What is required - Return each line of the records that contains the word "asphalt", copied in full. Case counts.

Records for the exercise -
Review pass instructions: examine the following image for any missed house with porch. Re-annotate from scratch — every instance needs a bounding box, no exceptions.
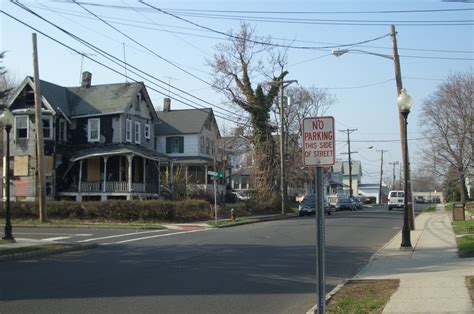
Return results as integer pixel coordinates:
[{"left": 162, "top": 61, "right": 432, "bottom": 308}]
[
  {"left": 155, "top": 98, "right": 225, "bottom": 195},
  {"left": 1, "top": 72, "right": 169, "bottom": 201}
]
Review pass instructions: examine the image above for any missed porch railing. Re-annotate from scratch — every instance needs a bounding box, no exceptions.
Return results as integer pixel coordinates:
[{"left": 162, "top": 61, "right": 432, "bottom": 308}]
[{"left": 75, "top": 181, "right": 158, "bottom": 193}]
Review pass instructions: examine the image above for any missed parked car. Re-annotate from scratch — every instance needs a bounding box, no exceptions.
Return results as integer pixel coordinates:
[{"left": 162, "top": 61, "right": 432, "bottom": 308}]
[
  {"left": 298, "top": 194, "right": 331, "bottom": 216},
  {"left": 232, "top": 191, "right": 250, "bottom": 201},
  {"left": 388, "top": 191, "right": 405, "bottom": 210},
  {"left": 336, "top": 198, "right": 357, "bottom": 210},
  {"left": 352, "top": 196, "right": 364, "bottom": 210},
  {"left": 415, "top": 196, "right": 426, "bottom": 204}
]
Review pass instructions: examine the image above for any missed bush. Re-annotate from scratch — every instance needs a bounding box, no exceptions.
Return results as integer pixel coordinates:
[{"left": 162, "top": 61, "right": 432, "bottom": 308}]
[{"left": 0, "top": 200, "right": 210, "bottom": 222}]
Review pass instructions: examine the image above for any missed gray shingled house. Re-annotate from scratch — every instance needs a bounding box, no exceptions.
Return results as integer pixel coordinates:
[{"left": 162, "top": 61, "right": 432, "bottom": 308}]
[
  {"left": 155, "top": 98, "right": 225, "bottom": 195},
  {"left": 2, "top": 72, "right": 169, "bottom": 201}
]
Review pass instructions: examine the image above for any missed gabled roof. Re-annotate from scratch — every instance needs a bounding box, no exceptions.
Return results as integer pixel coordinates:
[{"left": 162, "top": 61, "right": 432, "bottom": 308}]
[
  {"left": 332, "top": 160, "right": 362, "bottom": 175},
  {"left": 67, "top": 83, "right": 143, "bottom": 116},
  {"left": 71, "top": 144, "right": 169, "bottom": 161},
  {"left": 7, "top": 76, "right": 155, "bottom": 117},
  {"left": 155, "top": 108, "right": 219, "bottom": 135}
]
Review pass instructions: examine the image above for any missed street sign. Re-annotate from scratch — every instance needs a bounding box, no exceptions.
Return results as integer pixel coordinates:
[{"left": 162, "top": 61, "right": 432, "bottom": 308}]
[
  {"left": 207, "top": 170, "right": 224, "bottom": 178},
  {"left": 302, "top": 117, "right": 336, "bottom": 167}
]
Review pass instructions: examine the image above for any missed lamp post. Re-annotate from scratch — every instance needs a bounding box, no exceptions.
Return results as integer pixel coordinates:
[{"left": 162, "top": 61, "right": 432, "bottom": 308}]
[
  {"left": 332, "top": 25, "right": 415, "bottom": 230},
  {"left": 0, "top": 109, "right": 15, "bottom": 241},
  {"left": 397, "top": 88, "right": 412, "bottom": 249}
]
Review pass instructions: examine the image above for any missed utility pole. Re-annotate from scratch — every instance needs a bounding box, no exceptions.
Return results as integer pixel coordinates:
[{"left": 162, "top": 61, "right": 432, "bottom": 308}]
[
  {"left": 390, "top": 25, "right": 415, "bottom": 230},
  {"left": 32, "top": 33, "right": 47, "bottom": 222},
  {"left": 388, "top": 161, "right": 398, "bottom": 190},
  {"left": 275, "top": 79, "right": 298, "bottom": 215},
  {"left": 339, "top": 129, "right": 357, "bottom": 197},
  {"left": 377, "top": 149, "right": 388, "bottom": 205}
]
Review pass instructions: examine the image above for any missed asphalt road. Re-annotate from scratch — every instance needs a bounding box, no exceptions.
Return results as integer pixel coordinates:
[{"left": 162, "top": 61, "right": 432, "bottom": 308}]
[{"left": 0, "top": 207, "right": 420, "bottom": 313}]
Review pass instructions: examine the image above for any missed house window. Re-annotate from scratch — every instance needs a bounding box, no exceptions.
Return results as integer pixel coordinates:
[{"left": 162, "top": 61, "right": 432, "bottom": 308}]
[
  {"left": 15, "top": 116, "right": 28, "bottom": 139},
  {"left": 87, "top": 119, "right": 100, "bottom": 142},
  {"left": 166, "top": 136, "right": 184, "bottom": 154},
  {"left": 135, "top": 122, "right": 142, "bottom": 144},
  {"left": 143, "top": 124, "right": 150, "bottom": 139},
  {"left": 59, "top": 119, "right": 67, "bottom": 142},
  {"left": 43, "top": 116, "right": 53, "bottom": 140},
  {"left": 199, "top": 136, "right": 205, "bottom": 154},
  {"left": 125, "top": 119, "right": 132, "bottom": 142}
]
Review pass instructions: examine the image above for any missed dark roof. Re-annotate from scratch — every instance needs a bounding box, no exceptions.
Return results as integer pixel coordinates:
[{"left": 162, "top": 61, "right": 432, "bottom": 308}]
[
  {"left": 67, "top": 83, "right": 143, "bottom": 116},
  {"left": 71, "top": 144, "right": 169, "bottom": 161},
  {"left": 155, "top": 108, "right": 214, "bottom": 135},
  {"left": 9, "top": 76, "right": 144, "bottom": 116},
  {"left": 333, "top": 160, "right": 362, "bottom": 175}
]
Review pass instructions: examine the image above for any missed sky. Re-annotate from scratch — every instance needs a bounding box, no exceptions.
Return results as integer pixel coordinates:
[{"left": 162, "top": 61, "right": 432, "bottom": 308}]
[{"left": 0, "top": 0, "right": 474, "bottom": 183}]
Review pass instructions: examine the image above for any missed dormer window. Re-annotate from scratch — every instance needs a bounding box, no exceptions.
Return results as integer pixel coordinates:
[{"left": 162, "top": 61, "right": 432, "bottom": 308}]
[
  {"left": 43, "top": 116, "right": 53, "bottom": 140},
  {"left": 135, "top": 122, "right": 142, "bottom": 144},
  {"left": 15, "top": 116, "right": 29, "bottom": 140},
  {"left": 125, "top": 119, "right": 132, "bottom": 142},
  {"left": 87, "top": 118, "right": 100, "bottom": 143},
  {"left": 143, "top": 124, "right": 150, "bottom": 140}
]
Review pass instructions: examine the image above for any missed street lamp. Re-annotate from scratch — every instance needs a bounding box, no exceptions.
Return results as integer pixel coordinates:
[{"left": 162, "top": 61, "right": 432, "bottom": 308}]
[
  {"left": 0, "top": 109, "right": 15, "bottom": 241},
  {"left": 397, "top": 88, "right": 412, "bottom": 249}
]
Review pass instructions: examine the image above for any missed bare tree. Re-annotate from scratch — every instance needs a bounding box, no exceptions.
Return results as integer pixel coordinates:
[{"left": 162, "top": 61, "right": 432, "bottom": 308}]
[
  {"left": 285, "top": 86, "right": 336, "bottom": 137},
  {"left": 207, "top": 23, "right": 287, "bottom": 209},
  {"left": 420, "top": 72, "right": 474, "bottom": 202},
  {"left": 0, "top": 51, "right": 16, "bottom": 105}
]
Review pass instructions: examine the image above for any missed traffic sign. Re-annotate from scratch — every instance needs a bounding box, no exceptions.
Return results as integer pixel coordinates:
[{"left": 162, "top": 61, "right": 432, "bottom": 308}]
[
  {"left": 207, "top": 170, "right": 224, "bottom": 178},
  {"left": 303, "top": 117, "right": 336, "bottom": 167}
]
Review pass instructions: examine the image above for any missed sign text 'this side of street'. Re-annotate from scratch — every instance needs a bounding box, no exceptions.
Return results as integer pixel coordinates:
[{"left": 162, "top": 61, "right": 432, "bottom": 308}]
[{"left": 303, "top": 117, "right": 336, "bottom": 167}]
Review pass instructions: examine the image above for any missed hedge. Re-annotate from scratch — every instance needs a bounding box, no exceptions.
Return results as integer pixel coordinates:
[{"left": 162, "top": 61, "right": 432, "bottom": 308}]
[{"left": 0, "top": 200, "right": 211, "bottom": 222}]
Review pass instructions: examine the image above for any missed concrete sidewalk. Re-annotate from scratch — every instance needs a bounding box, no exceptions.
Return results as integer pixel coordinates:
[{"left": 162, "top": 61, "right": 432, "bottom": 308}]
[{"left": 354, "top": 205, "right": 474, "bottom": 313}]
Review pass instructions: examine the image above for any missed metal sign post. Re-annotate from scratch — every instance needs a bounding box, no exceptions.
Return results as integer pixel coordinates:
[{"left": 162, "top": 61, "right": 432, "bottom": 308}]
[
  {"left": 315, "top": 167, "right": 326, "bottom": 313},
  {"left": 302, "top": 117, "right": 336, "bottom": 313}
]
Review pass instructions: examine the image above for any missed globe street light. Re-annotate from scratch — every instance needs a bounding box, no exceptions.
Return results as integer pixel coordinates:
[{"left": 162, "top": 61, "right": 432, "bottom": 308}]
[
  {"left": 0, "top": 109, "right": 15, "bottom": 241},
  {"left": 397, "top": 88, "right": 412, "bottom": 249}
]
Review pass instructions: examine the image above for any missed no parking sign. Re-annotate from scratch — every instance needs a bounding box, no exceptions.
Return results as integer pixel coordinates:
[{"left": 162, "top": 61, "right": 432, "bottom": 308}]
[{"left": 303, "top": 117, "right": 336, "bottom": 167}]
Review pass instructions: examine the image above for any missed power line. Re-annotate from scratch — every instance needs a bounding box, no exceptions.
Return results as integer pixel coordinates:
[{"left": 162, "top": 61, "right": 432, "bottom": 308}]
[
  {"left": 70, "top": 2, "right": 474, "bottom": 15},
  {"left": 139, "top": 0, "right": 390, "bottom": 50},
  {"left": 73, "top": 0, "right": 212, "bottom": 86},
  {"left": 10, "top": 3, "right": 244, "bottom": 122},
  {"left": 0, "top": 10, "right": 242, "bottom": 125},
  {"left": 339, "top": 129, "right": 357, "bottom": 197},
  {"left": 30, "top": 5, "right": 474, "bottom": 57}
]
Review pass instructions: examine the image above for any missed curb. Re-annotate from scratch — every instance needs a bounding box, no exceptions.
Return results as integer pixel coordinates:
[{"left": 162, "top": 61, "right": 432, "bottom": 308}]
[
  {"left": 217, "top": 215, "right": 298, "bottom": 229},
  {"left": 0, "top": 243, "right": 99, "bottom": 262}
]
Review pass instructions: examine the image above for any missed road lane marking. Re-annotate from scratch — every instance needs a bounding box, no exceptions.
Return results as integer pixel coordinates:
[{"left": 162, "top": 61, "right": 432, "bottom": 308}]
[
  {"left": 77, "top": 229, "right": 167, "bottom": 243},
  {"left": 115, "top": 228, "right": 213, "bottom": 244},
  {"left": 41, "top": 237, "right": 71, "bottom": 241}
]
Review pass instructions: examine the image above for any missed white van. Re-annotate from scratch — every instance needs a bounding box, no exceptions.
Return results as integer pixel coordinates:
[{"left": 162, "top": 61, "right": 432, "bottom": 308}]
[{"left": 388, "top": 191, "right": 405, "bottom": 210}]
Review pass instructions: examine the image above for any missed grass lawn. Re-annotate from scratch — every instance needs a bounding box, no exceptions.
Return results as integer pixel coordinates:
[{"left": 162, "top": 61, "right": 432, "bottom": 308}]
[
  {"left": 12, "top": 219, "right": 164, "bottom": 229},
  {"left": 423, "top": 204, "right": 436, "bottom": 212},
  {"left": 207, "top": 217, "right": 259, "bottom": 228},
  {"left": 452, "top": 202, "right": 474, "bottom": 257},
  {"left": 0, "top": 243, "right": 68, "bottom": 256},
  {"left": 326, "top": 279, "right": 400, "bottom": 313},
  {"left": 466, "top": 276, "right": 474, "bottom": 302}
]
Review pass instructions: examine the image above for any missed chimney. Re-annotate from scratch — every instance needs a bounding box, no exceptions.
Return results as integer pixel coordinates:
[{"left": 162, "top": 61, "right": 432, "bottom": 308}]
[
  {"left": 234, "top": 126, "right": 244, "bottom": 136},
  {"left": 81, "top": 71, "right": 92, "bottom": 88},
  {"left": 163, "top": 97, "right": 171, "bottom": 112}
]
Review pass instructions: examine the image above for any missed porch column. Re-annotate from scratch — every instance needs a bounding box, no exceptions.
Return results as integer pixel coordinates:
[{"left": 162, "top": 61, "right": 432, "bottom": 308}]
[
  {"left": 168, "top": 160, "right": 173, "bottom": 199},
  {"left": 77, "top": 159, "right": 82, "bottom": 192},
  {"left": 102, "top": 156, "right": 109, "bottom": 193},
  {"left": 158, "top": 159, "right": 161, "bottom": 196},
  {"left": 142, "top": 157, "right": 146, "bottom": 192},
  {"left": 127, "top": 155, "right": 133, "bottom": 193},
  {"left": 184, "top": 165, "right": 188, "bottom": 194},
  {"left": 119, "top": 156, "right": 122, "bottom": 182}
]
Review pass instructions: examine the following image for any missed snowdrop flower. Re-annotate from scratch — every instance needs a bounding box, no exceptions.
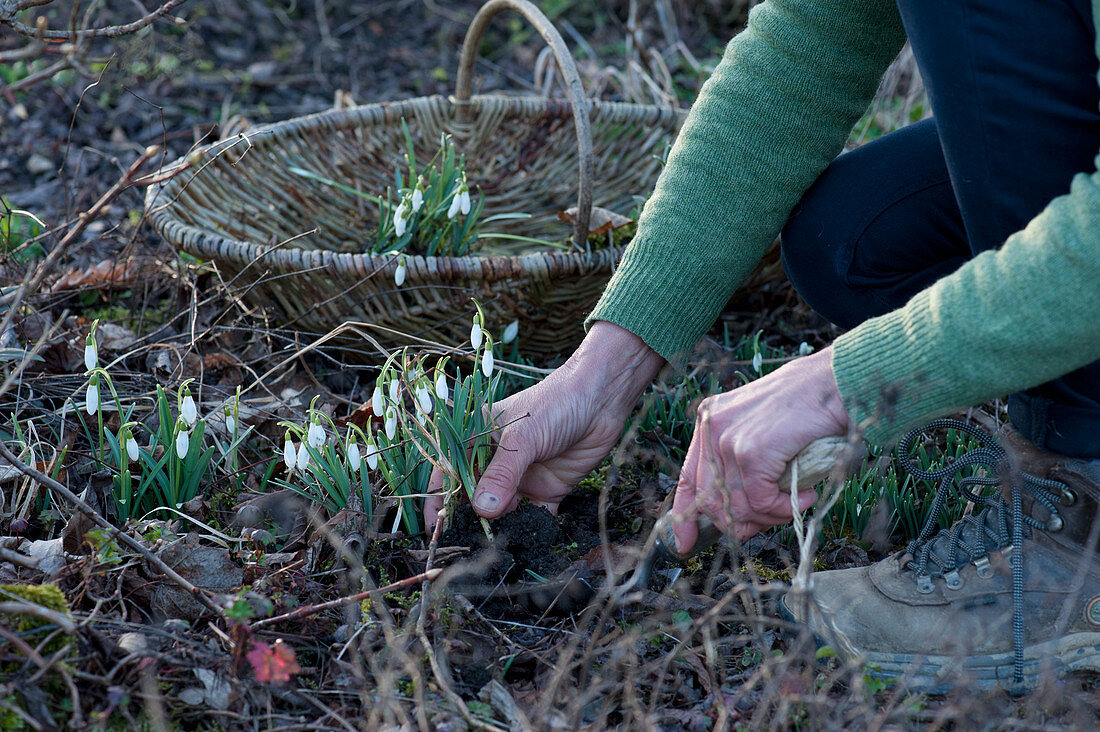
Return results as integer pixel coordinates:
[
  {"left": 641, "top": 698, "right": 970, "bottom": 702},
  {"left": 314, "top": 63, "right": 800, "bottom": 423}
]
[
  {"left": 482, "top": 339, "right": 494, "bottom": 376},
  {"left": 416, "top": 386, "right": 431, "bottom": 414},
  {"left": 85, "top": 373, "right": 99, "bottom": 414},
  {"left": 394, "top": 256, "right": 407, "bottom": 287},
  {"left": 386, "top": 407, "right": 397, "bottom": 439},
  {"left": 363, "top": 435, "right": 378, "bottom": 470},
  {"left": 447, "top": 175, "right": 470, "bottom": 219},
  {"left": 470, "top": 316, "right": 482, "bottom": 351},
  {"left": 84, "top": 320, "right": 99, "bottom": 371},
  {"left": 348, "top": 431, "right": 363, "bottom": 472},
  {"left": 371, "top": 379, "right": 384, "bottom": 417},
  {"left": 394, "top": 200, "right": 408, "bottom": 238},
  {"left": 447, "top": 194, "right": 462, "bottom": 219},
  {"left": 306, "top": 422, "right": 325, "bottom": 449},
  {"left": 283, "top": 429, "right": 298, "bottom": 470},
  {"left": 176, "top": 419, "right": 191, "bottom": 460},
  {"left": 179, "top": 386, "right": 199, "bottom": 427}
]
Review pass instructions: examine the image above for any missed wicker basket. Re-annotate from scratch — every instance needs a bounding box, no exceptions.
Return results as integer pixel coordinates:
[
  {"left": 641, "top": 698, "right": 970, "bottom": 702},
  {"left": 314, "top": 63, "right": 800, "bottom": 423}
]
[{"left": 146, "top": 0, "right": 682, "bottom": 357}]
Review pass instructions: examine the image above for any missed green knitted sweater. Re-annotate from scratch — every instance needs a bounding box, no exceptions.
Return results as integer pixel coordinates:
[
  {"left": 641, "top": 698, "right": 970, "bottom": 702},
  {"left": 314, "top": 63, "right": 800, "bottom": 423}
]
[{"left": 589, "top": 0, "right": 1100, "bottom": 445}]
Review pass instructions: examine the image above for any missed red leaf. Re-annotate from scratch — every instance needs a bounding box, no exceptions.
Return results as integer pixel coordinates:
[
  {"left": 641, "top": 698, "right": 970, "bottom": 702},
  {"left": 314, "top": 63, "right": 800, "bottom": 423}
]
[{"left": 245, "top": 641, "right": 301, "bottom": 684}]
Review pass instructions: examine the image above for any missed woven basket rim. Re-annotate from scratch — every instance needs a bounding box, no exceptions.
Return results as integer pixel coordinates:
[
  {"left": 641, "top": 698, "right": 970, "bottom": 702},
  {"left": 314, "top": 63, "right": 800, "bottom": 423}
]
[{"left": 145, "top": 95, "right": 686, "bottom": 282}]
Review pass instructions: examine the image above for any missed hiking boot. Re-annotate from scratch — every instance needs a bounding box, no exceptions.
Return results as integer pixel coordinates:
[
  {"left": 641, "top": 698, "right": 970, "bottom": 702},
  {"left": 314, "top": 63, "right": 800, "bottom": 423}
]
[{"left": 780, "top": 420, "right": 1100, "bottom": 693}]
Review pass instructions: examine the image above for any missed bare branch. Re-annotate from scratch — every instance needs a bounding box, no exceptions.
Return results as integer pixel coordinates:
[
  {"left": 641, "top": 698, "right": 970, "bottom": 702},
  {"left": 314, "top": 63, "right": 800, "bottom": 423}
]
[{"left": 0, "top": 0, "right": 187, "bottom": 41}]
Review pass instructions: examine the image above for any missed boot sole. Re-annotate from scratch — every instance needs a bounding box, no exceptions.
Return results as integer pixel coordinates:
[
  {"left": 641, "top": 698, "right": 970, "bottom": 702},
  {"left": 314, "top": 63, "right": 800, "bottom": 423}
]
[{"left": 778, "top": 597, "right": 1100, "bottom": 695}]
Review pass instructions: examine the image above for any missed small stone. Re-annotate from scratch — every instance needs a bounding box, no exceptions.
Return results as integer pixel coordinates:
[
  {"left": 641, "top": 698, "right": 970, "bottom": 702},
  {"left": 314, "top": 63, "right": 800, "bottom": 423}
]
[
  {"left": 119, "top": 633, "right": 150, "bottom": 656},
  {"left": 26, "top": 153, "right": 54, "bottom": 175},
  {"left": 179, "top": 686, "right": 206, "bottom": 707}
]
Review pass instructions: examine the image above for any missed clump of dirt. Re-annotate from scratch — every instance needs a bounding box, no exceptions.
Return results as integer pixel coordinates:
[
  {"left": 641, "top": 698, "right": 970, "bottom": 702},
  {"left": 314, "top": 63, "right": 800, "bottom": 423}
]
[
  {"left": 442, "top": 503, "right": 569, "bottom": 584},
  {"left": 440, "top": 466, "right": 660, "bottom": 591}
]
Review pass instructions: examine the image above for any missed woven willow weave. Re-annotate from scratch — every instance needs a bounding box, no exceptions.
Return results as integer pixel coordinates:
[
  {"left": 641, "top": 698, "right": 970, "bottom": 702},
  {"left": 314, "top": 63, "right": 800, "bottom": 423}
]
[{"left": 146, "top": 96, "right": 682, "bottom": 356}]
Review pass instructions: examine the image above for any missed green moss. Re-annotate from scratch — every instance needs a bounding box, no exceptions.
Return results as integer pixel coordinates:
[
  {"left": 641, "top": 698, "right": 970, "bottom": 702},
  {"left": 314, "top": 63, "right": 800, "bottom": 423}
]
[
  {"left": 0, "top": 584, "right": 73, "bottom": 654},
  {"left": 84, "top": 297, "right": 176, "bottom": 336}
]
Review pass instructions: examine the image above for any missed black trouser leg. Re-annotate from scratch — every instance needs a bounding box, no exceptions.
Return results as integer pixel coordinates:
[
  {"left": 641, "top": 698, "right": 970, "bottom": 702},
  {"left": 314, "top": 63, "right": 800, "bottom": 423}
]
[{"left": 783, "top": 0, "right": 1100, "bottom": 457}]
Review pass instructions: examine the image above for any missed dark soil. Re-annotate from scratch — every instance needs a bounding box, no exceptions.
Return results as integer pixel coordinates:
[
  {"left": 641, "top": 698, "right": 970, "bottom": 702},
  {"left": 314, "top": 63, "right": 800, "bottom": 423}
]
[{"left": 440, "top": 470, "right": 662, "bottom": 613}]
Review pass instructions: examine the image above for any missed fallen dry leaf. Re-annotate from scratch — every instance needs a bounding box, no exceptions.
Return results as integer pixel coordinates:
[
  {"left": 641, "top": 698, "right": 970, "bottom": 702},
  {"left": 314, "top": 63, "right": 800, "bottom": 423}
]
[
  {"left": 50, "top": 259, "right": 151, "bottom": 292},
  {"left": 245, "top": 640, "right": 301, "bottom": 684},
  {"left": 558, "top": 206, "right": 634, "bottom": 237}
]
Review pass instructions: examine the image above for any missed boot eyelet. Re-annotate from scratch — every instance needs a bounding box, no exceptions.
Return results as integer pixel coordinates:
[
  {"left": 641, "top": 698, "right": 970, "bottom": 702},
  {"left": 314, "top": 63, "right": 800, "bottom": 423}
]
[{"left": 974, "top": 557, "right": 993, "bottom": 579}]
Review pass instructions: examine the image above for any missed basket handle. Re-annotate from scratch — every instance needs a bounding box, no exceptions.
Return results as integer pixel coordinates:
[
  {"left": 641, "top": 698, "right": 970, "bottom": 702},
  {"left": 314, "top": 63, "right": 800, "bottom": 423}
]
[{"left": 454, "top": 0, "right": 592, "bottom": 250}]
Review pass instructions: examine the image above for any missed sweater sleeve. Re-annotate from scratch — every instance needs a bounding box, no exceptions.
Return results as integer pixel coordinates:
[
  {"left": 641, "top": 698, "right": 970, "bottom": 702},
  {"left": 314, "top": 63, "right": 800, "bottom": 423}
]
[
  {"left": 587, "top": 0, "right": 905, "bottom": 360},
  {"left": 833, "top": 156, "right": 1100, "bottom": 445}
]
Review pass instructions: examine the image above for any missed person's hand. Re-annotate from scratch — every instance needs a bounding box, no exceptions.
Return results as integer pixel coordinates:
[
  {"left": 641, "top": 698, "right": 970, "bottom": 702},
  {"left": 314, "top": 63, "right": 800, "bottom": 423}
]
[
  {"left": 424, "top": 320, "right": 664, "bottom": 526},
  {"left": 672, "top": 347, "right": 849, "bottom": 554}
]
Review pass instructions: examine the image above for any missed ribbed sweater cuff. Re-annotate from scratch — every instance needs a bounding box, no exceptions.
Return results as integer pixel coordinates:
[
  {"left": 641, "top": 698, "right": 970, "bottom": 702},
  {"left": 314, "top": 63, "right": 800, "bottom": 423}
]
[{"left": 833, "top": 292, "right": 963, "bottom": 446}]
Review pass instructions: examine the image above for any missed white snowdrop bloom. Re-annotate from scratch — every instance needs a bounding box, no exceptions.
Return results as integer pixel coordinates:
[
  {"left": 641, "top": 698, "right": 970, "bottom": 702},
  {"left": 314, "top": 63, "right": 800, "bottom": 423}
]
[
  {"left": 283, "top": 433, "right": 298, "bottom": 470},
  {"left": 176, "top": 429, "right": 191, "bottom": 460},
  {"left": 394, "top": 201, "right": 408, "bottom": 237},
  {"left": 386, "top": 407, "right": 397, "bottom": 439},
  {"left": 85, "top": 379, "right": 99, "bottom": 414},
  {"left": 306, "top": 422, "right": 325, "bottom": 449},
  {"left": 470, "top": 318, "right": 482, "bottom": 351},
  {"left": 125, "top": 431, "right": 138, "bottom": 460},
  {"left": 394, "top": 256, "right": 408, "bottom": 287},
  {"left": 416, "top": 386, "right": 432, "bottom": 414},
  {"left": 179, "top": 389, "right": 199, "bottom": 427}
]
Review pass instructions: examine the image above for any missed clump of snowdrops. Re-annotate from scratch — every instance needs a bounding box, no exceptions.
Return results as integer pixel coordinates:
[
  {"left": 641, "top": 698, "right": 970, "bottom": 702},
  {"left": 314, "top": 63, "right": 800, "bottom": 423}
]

Full response -
Review pass instructions: examine the image above for any missed asphalt road. Re-annotate from scratch — every instance needs a bounding box, no exceptions.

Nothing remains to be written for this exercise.